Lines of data
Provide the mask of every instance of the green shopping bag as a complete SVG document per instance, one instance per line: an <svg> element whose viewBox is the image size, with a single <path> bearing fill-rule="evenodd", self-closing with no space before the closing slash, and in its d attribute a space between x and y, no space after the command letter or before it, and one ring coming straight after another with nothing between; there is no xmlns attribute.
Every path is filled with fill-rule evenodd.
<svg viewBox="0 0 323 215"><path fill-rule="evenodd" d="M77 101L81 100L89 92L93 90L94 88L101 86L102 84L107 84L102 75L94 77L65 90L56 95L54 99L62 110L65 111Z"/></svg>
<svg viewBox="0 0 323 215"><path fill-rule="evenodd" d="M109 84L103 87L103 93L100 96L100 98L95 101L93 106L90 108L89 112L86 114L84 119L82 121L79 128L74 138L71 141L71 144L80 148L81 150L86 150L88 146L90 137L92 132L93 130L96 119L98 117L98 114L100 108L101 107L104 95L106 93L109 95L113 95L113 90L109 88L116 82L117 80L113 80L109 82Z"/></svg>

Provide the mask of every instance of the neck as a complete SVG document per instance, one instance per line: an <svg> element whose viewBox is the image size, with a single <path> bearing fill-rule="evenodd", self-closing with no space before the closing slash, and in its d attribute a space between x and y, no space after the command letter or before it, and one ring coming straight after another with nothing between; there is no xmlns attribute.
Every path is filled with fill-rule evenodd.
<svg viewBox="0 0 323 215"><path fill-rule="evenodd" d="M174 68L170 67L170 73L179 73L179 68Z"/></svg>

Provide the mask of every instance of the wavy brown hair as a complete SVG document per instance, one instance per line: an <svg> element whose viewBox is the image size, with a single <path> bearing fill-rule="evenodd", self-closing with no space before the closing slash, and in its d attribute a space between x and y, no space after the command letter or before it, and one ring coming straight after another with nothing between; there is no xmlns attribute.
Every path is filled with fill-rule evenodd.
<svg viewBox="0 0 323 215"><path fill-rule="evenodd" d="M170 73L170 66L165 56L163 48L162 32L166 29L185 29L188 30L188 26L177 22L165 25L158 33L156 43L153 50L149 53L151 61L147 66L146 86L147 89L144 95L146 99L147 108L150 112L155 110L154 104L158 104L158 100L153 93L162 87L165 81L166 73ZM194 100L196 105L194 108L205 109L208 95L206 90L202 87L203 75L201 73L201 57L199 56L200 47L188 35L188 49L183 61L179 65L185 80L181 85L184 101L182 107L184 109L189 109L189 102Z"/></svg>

Requirements =>
Lay out the items above as a JSON array of strings, with one string per line and no entries for blank lines.

Written response =>
[
  "Provide the mask of every instance of the green shopping bag as a complete SVG document per instance, one instance per line: an <svg> element whose viewBox is the image size, with a single <path> bearing fill-rule=\"evenodd\", self-closing with no space before the closing slash, and in its d attribute a space between x and y, no space after the command letter or before it, and one ring coming straight after another with nothing between; there is no xmlns attribute.",
  "Every path is filled with fill-rule evenodd.",
  "<svg viewBox=\"0 0 323 215\"><path fill-rule=\"evenodd\" d=\"M77 101L81 100L89 92L93 90L94 88L101 86L102 84L107 84L102 75L94 77L65 90L56 95L54 99L62 110L65 111Z\"/></svg>",
  "<svg viewBox=\"0 0 323 215\"><path fill-rule=\"evenodd\" d=\"M109 84L103 87L103 93L100 96L100 98L95 101L93 106L90 108L89 112L86 114L84 119L82 121L79 128L74 138L71 141L71 144L80 148L81 150L86 150L88 146L90 137L92 132L93 130L96 119L98 117L98 114L100 108L101 107L104 95L106 93L109 95L113 95L113 90L109 88L116 82L117 80L113 80L109 82Z\"/></svg>",
  "Provide the mask of every instance of the neck as a complete SVG document per instance, one instance per line: an <svg> element whose viewBox is the image size, with a single <path> bearing fill-rule=\"evenodd\", self-closing with no space before the closing slash, and in its d attribute a space between x and y, no space after the command letter or before it, and one ring coming straight after another with nothing between; there is no xmlns attribute.",
  "Every path is filled with fill-rule evenodd.",
  "<svg viewBox=\"0 0 323 215\"><path fill-rule=\"evenodd\" d=\"M174 68L170 67L170 73L179 73L179 68Z\"/></svg>",
  "Provide the mask of every instance of the wavy brown hair as a complete SVG document per instance, one instance per line: an <svg> element whose viewBox is the image size, with a single <path> bearing fill-rule=\"evenodd\", self-closing with no space before the closing slash, and in its d attribute a space between x and y, no space after the command letter or before it, and one ring coming straight after another with nothing between; there is no xmlns attribute.",
  "Every path is filled with fill-rule evenodd.",
  "<svg viewBox=\"0 0 323 215\"><path fill-rule=\"evenodd\" d=\"M170 73L170 66L165 56L163 48L162 32L166 29L185 29L188 30L188 26L177 22L165 25L158 33L156 43L153 50L149 53L151 61L147 66L146 86L147 89L144 95L146 99L147 108L150 112L155 110L154 104L158 104L158 100L153 93L162 87L165 81L166 73ZM194 100L196 105L194 108L205 109L208 95L206 90L202 87L203 75L201 73L201 57L199 56L200 47L188 35L188 49L183 61L179 65L185 80L181 85L184 101L182 107L184 109L189 109L189 102Z\"/></svg>"
]